## [Direction 1]
In the SRDA FAQ page, list each distinct person named as an author or editor in the recommended citations.

## [Passage provided]
━━━━

FAQ

From Open Source Software Research
Revision as of 03:37, 13 October 2014 by Gmadey (Talk | contribs)

(diff) ← Older revision | Latest revision (diff) | Newer revision → (diff)
Jump to: navigation, search
Top Links
• Query the Archive
• Schema Browser
• Research Data
• Making Queries
• Resources
• Papers
• Contact
• FAQ
• Schemas
• All tables
• Finding data
• ER diagrams

How to get access to the data and tools in the SourceForge Research Data Archive (SRDA)?

Q. How can a researcher obtain access to the data and tools in the SourceForge Research Data Archive (SRDA)?

A. All requests for data must be submitted in writing (e-mail) to the Notre Dame PI, (Greg Madey). Only academic and scholarly researchers are eligible to receive the data. To receive the data, a short questionnaire and agreement must be completed, signed and returned. Additional information is here.

How to login to the SourceForge Research Data Archive (SRDA) and access the data?

Q. How do I login to the SourceForge Research Data Archive (SRDA) and access the data?

A. See the attached tutorial with screen shots here.

How to cite the SourceForge Research Data Archive (SRDA)?

Q. How should the SourceForge Research Data Archive (SRDA) be cited in technical and scholarly papers?

A. Several recommended citations are suggested: two workshop papers describing SRDA and one for the WWW location of SRDA.

  • Matthew Van Antwerp and Greg Madey, "Advances in the SourceForge Research Data Archive (SRDA)", The 4th International Conference on Open Source Systems, IFIP 2.13 - (WoPDaSD 2008), Milan, Italy, September 2008. (paper) (slides) (BibTeX citation)
  • Yongqin Gao, Matthew Van Antwerp, Scott Christley and Greg Madey, "A Research Collaboratory for Open Source Software Research", In the Proceedings of the 29th International Conference on Software Enginering + Workshops (ICSE-ICSE Workshops 2007), International Workshop on Emerging Trends in FLOSS Research and Development (FLOSS 2007), Minneapolis, MN, May 2007. (paper)
  • Greg Madey, ed., The SourceForge Research Data Archive (SRDA). University of Notre Dame. (your access date) <http://srda.cse.nd.edu/>

Dumps available for local processing?

Q. Are there dumps available for local processing, or are we limited to using the web-form by the contract? If there was a way to either get full scripting client access to the db, or for registered users to download dumps and use them locally I think that would be great. That said we need to do a better job of this at OSSmole too. --JamesHowison (3 Jan 2008)

A. Unfortunately, our contract with SourceForge does not allow us to give out the actual data sets. We are working on providing Web Service access, which should ameliorate most of the difficulties associated with the web form. We welcome any input on preferences from the researcher perspective.

Long running queries?

━━━━

## [Extracted entries]
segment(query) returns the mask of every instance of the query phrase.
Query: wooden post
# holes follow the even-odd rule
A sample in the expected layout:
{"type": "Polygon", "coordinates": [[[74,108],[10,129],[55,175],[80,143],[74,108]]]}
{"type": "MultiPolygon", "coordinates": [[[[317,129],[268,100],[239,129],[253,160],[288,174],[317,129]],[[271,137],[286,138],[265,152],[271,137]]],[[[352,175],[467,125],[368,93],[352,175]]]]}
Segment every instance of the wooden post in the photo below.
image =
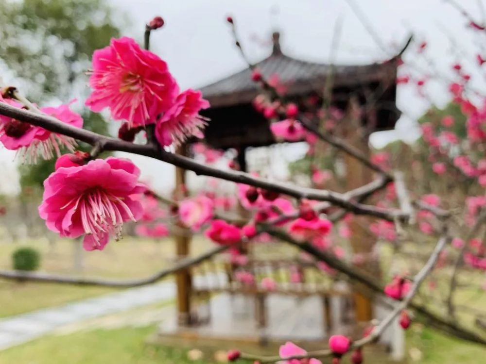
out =
{"type": "MultiPolygon", "coordinates": [[[[350,144],[358,148],[366,155],[369,155],[368,134],[365,127],[362,124],[360,118],[357,118],[357,102],[351,99],[347,113],[347,117],[344,123],[344,137],[350,144]]],[[[367,118],[373,115],[367,115],[367,118]]],[[[346,188],[348,190],[356,188],[371,182],[373,175],[369,168],[355,158],[343,153],[346,169],[346,188]]],[[[372,236],[368,227],[372,219],[367,216],[354,216],[349,224],[351,232],[350,239],[351,247],[355,253],[364,254],[370,256],[374,248],[376,239],[372,236]]],[[[380,276],[380,267],[376,262],[367,261],[360,267],[375,277],[380,276]]],[[[373,318],[372,297],[370,294],[364,294],[363,287],[356,286],[357,290],[353,293],[355,316],[358,322],[369,321],[373,318]]]]}
{"type": "MultiPolygon", "coordinates": [[[[180,146],[176,150],[176,153],[187,156],[187,146],[180,146]]],[[[176,167],[174,199],[176,200],[179,200],[183,199],[186,195],[186,170],[176,167]]],[[[185,228],[180,224],[177,224],[177,231],[174,234],[174,237],[178,260],[183,259],[190,254],[190,232],[188,229],[185,228]]],[[[177,322],[180,326],[188,326],[192,323],[191,314],[192,280],[189,269],[180,270],[175,275],[175,284],[177,286],[177,322]]]]}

━━━━

## [Direction 2]
Pick out every line of the entries that contains the string "MultiPolygon".

## [Worked solution 1]
Matthew Van Antwerp, Greg Madey, Yongqin Gao, Scott Christley

## [Worked solution 2]
{"type": "MultiPolygon", "coordinates": [[[[317,129],[268,100],[239,129],[253,160],[288,174],[317,129]],[[271,137],[286,138],[265,152],[271,137]]],[[[352,175],[467,125],[368,93],[352,175]]]]}
{"type": "MultiPolygon", "coordinates": [[[[350,144],[358,148],[366,155],[369,155],[368,134],[365,127],[362,124],[360,118],[357,118],[357,102],[351,99],[347,113],[347,117],[344,123],[344,137],[350,144]]],[[[367,118],[373,115],[367,115],[367,118]]],[[[346,188],[348,190],[356,188],[371,182],[373,175],[369,168],[355,158],[343,153],[346,169],[346,188]]],[[[372,236],[368,227],[372,219],[367,216],[354,216],[349,224],[351,232],[350,239],[351,247],[355,253],[364,254],[370,256],[374,248],[376,239],[372,236]]],[[[380,276],[380,267],[376,262],[367,261],[360,267],[375,277],[380,276]]],[[[373,318],[372,297],[370,294],[364,294],[363,287],[356,286],[357,290],[353,293],[355,316],[358,322],[369,321],[373,318]]]]}
{"type": "MultiPolygon", "coordinates": [[[[180,146],[176,150],[176,153],[187,156],[187,146],[180,146]]],[[[176,167],[174,199],[176,200],[179,200],[183,199],[186,195],[186,170],[176,167]]],[[[185,228],[180,224],[177,224],[177,231],[174,234],[174,237],[178,260],[183,259],[190,254],[190,232],[188,229],[185,228]]],[[[177,322],[180,326],[188,326],[192,323],[191,314],[192,280],[189,269],[180,270],[175,275],[175,284],[177,286],[177,322]]]]}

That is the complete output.